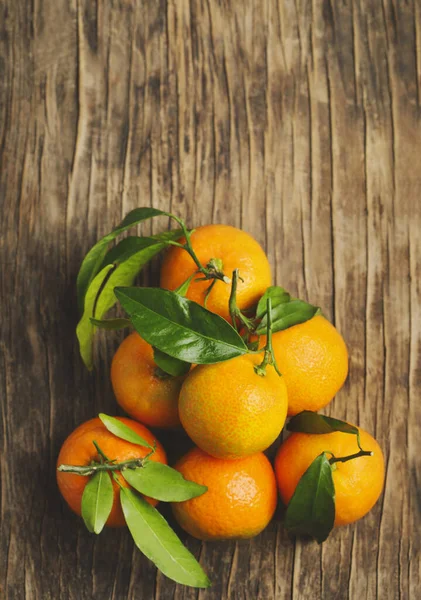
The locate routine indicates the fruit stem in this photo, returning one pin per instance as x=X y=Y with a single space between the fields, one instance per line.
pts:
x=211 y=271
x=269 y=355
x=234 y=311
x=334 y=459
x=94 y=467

-=-=-

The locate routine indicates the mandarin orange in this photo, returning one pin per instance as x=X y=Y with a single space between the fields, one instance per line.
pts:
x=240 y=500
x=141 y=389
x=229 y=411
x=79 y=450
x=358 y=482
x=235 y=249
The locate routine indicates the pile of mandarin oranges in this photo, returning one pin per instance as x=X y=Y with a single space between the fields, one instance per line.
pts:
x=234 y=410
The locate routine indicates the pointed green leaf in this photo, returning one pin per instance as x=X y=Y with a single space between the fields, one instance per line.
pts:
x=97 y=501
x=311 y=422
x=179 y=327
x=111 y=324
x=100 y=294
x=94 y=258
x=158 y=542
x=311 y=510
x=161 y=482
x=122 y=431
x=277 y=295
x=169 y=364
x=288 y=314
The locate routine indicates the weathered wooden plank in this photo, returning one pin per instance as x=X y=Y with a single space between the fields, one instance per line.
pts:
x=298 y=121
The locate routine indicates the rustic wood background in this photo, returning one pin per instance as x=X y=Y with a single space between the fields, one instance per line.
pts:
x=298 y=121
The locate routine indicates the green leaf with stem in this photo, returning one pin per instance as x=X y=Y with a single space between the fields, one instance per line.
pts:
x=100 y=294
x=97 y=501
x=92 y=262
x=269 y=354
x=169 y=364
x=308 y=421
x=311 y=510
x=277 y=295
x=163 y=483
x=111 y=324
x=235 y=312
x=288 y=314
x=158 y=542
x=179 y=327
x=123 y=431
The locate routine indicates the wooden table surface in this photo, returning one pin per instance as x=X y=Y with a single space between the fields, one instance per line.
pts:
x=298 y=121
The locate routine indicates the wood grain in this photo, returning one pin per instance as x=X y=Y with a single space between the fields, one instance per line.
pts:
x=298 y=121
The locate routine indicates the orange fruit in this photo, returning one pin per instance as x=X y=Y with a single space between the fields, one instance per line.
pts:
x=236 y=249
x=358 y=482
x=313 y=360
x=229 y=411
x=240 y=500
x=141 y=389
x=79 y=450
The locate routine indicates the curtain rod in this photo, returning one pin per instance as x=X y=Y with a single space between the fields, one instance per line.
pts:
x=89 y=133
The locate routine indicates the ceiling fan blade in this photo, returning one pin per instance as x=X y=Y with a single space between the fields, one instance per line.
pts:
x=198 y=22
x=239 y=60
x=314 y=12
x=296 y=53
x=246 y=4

-=-=-

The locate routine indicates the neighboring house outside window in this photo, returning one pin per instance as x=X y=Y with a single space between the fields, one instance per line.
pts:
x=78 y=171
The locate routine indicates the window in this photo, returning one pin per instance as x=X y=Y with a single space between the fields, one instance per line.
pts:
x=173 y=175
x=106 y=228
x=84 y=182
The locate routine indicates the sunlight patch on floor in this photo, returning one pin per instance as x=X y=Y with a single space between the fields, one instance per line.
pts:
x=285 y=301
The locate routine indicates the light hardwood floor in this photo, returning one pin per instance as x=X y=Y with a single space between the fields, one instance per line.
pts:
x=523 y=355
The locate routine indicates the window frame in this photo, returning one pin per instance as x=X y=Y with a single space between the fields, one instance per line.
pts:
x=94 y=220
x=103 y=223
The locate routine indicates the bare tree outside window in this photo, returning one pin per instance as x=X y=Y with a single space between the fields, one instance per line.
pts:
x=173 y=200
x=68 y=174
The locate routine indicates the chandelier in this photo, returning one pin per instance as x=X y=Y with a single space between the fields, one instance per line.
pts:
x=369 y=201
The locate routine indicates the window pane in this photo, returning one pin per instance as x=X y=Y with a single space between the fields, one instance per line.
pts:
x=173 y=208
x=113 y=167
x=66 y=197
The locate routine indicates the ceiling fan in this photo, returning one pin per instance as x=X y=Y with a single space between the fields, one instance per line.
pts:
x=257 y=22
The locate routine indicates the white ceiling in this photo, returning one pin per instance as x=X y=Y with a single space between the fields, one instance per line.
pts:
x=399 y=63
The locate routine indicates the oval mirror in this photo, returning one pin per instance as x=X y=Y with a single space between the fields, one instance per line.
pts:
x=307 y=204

-=-=-

▸ What needs to be done
Copy the rows verbatim, starting at the line containing "The locate routine indicates the sunlight" and ending at the line containing "x=285 y=301".

▸ Worked answer
The locate routine indicates the sunlight patch on floor in this photo, returning one pin per instance as x=X y=Y with a single space between the fields, one instance per line.
pts:
x=285 y=301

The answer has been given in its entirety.